### Given records ###

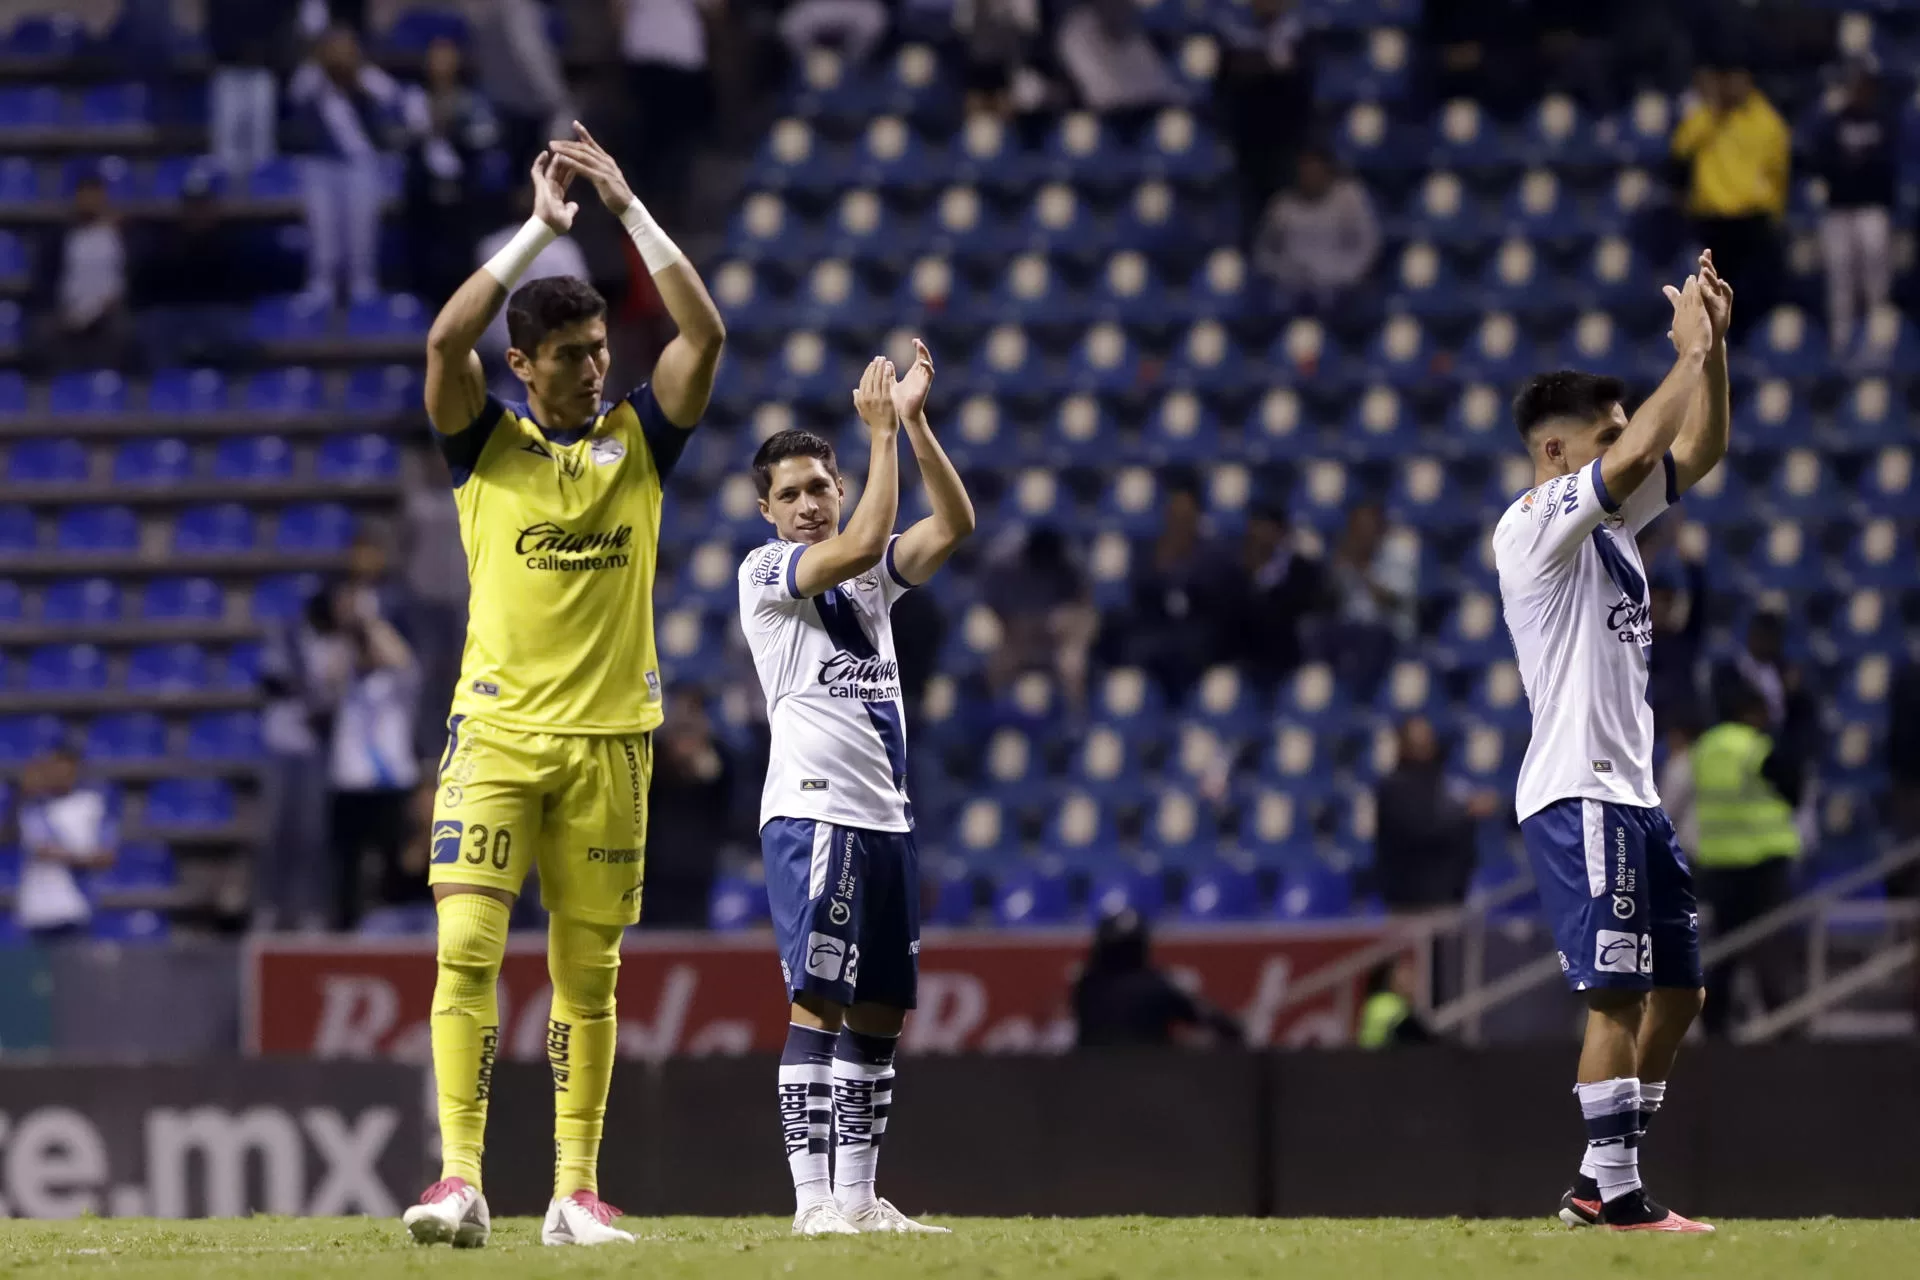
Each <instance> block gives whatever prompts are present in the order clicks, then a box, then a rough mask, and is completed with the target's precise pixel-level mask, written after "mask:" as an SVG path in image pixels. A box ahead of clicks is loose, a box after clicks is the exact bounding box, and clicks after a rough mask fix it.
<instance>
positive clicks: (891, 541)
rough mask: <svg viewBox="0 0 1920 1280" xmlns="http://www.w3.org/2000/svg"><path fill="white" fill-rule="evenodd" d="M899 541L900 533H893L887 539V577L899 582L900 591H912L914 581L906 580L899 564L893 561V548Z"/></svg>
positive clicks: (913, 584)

###
### Given records ###

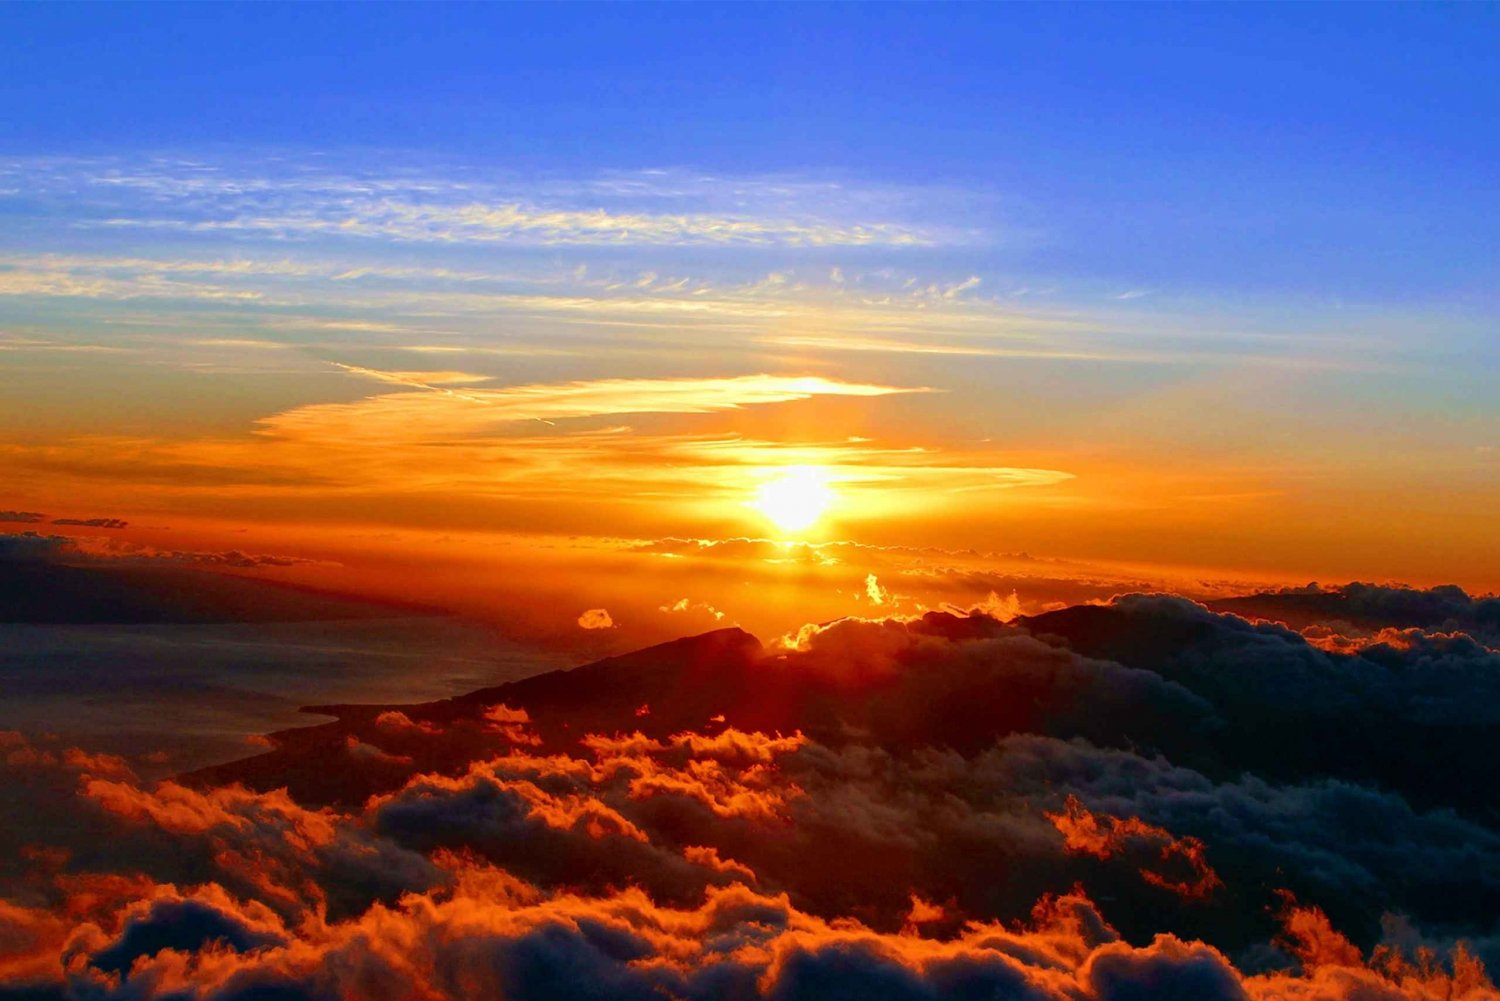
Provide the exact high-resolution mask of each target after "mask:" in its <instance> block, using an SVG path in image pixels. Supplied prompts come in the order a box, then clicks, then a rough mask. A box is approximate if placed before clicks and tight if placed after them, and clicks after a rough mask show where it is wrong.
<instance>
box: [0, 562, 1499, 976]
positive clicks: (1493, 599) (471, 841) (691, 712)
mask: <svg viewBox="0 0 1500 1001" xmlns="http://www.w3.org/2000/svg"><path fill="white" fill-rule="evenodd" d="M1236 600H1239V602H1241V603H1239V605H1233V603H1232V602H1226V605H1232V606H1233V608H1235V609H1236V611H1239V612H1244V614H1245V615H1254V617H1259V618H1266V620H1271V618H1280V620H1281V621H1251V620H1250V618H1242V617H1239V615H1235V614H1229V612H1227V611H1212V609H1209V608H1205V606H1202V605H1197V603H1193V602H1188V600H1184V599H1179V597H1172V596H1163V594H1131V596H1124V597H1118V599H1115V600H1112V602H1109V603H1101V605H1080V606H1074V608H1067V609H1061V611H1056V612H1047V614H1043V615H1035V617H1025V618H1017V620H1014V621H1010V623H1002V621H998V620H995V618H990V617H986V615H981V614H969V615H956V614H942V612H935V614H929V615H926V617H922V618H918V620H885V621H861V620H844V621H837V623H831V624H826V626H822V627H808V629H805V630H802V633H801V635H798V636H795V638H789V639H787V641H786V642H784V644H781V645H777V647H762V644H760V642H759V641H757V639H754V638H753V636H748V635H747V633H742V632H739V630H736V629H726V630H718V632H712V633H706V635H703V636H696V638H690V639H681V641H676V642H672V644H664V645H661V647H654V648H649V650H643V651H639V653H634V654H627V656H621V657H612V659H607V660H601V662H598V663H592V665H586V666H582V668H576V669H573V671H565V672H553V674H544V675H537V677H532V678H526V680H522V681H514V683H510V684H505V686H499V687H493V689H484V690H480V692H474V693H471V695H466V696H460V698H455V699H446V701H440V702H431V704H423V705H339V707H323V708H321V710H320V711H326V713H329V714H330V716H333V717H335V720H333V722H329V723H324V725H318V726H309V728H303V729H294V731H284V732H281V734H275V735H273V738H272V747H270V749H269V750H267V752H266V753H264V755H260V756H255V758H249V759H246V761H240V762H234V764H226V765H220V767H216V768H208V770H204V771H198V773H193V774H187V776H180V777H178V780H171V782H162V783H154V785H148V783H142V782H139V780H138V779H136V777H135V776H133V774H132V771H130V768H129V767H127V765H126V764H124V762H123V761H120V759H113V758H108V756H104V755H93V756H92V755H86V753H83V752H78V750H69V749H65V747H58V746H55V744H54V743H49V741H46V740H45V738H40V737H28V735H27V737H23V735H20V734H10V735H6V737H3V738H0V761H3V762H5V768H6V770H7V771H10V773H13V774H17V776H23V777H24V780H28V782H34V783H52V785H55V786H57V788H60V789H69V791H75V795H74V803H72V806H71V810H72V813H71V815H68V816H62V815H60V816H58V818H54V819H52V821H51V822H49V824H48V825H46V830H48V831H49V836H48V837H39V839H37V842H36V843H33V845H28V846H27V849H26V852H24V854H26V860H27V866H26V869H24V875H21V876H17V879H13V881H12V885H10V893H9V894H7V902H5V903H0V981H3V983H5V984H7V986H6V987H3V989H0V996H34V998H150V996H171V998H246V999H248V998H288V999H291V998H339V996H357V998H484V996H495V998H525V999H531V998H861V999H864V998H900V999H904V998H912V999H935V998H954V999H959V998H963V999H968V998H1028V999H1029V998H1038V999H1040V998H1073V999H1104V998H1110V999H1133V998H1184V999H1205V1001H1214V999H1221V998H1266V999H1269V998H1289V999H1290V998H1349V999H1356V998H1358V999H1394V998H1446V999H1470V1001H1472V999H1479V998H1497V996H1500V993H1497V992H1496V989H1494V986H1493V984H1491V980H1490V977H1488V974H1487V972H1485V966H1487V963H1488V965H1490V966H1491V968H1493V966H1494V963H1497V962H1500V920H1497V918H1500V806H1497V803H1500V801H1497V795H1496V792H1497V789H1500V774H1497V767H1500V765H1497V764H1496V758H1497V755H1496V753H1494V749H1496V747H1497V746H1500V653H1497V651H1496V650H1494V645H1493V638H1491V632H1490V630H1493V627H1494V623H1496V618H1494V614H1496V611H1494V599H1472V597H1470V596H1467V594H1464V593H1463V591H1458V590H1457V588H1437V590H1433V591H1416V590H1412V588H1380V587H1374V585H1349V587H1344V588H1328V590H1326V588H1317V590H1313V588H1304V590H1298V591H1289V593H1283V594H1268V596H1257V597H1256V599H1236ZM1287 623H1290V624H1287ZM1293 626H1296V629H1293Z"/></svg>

###

• _Task statement_: When the line with "Each <instance> block" is reached in the data above, begin copying, and stop after the line with "positive clicks: (913, 584)"; copy each line exactly, both ends included.

• _Result of this exercise_:
Each <instance> block gives whatever prompts are present in the order clicks, then a box, then a rough mask, and is completed with the target's precise pixel-level mask, written after "mask:" as an SVG path in image pixels. A box ahead of clicks is loose, a box after clicks is the exact bounding box, and clicks after a rough mask fix it.
<instance>
positive clicks: (891, 541)
rough mask: <svg viewBox="0 0 1920 1280" xmlns="http://www.w3.org/2000/svg"><path fill="white" fill-rule="evenodd" d="M899 541L900 533H893L887 539V577L899 582L900 591H912L914 581L906 580L899 564L893 561V548Z"/></svg>
positive clicks: (913, 584)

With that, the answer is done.